Task prompt: Recast the listing below as a Markdown table with two columns, Row and Line. Give each nonblank line its own numbered row, in order.
** start of Record excerpts **
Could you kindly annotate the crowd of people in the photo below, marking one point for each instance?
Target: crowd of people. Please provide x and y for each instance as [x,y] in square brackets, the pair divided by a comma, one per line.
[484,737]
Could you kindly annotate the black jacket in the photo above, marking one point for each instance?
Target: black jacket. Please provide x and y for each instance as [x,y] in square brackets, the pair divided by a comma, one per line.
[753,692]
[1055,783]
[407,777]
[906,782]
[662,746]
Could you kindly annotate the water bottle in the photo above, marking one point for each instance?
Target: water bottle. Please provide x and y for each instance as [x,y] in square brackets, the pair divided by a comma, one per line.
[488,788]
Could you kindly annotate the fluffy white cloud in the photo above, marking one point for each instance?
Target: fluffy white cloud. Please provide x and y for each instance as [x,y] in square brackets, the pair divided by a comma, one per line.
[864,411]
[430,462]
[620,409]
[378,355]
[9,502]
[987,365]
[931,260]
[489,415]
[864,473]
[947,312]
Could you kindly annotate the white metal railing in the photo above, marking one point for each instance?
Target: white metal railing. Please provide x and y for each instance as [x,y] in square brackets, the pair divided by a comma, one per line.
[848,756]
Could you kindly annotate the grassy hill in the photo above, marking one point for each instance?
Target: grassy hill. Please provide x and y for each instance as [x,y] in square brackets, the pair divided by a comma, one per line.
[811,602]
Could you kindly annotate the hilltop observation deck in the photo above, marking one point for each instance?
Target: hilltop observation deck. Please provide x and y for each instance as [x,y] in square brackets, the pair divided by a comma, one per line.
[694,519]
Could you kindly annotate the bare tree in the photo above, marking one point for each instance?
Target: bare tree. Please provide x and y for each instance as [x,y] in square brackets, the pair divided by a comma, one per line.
** end of Record excerpts **
Finished exercise:
| Row | Line |
|---|---|
| 1 | Could you kindly annotate the crowd of people in the photo below, marking one point for each instance? |
| 2 | Target: crowd of people. Please provide x and y for each instance as [x,y] in square brackets, the pair divided by a comma, one per line. |
| 3 | [484,737] |
| 4 | Could you kindly annotate the black jacket in the photo above, marking one point for each instance? |
| 5 | Target: black jacket. Please provide x and y for each instance as [x,y] in square brackets, the pair divided by a comma, one per line. |
| 6 | [753,692] |
| 7 | [1055,783] |
| 8 | [407,777] |
| 9 | [906,782] |
| 10 | [662,746] |
| 11 | Could you kindly annotate the water bottle in the photo above, marking one point for each instance? |
| 12 | Target: water bottle. Please provide x and y for each instance as [x,y] in square brackets, the pair divided by a comma, one per line. |
| 13 | [488,788] |
| 14 | Could you kindly annotate the fluffy white cloud in the photo above, marking one point for each instance? |
| 15 | Target: fluffy white cloud. Please provide x and y for each instance as [x,y] in square brackets, the pair divided by a comma, one per line. |
| 16 | [864,411] |
| 17 | [430,462] |
| 18 | [620,409] |
| 19 | [378,355] |
| 20 | [9,502] |
| 21 | [987,365] |
| 22 | [931,260] |
| 23 | [489,415] |
| 24 | [864,473] |
| 25 | [947,312] |
| 26 | Could you kindly annotate the white metal railing in the photo above, marking one point for each instance? |
| 27 | Target: white metal railing. Please provide x and y for each instance as [x,y] in square brackets, the pair divided by a comma, one per line. |
| 28 | [848,756] |
| 29 | Could you kindly annotate the grassy hill in the photo above, marking one point for each instance? |
| 30 | Target: grassy hill. Please provide x and y for each instance as [x,y] in square brackets, the pair divided by a comma, one per line. |
| 31 | [811,602] |
| 32 | Could you kindly annotate the hilltop observation deck in the photo above, marking one point for each instance? |
| 33 | Target: hilltop observation deck. Please provide x and y for each instance as [x,y] in square brackets, the pair divided by a comma, one per line. |
| 34 | [694,519] |
| 35 | Could you kindly annotate the bare tree in the photo above, marking one point for each instance? |
| 36 | Target: bare tree. Please provide x and y for each instance as [x,y] in square brackets, the pair divided by a comma, one per line. |